▸ OBIETTIVO INDICATO 1: Stabilisci se le affermazioni (a), (b) e (c) concordano con l'estratto sul bilancio del Comune di Roma, rispondendo sì o no e citando le parole decisive: (a) l'intervento di Linda Lanzillotta si è tenuto nella seduta pomeridiana del Senato; (b) secondo il titolo, il Comune di Roma accumula un miliardo di debito ogni anno; (c) il presidente dichiara aperta la discussione generale.

══════════════════════════════

IL DISSESTO DEL BILANCIO DEL COMUNE DI ROMA: UN MILIARDO DI DEBITO OGNI ANNO – A DETERMINARLO CONCORRONO IN MODO DECISIVO 25.000 STIPENDI PAGATI DA IMPRESE PARTECIPATE INEFFICIENTI E IN GRAN PARTE DEL TUTTO INUTILI
Intervento di Linda Lanzillotta nella seduta antimeridiana del Senato del 20 febbraio 2014 – In argomento v. anche l’articolo di Sergio Rizzo sul Corriere della Sera del 6 gennaio: Roma, deficit a un miliardo. La città ha più dipendenti della Fiat.
PRESIDENTE. Dichiaro aperta la discussione generale.
È iscritta a parlare la senatrice Lanzillotta. Ne ha facoltà.

══════════════════════════════

▸ OBIETTIVO INDICATO 2: Riscrivi come tabella Markdown le righe dell'elenco, partendo dalla riga che contiene "Note: annotate every instance of the tall" e proseguendo fino alla fine dell'elenco, estremi compresi. Le colonne sono «Nr», con il numero progressivo, e «Riga», con il testo; le righe vuote vanno tralasciate.

Estratti di un dataset di puntamento

══════════════════════════════

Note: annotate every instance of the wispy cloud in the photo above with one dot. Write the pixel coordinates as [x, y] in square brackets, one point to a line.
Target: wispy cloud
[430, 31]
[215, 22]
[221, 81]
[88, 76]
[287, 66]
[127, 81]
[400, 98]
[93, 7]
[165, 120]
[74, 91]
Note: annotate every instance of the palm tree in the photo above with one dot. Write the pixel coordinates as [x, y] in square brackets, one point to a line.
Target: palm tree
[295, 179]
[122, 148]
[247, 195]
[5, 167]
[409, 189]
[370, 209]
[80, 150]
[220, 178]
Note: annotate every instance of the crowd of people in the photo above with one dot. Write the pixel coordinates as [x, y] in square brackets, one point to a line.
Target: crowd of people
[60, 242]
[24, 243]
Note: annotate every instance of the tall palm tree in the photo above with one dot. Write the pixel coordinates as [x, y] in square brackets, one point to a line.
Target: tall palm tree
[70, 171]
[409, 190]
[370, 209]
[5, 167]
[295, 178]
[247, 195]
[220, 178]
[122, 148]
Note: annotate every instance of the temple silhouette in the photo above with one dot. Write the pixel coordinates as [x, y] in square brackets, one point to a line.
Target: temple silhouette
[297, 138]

══════════════════════════════

▸ RISPOSTA SCRITTA 1:
(a) No: "seduta antimeridiana del Senato del 20 febbraio 2014".
(b) Sì: "UN MILIARDO DI DEBITO OGNI ANNO".
(c) Sì: "Dichiaro aperta la discussione generale."

▸ RISPOSTA SCRITTA 2:
| Nr | Riga |
|---|---|
| 1 | Note: annotate every instance of the tall palm tree in the photo above with one dot. Write the pixel coordinates as [x, y] in square brackets, one point to a line. |
| 2 | Target: tall palm tree |
| 3 | [70, 171] |
| 4 | [409, 190] |
| 5 | [370, 209] |
| 6 | [5, 167] |
| 7 | [295, 178] |
| 8 | [247, 195] |
| 9 | [220, 178] |
| 10 | [122, 148] |
| 11 | Note: annotate every instance of the temple silhouette in the photo above with one dot. Write the pixel coordinates as [x, y] in square brackets, one point to a line. |
| 12 | Target: temple silhouette |
| 13 | [297, 138] |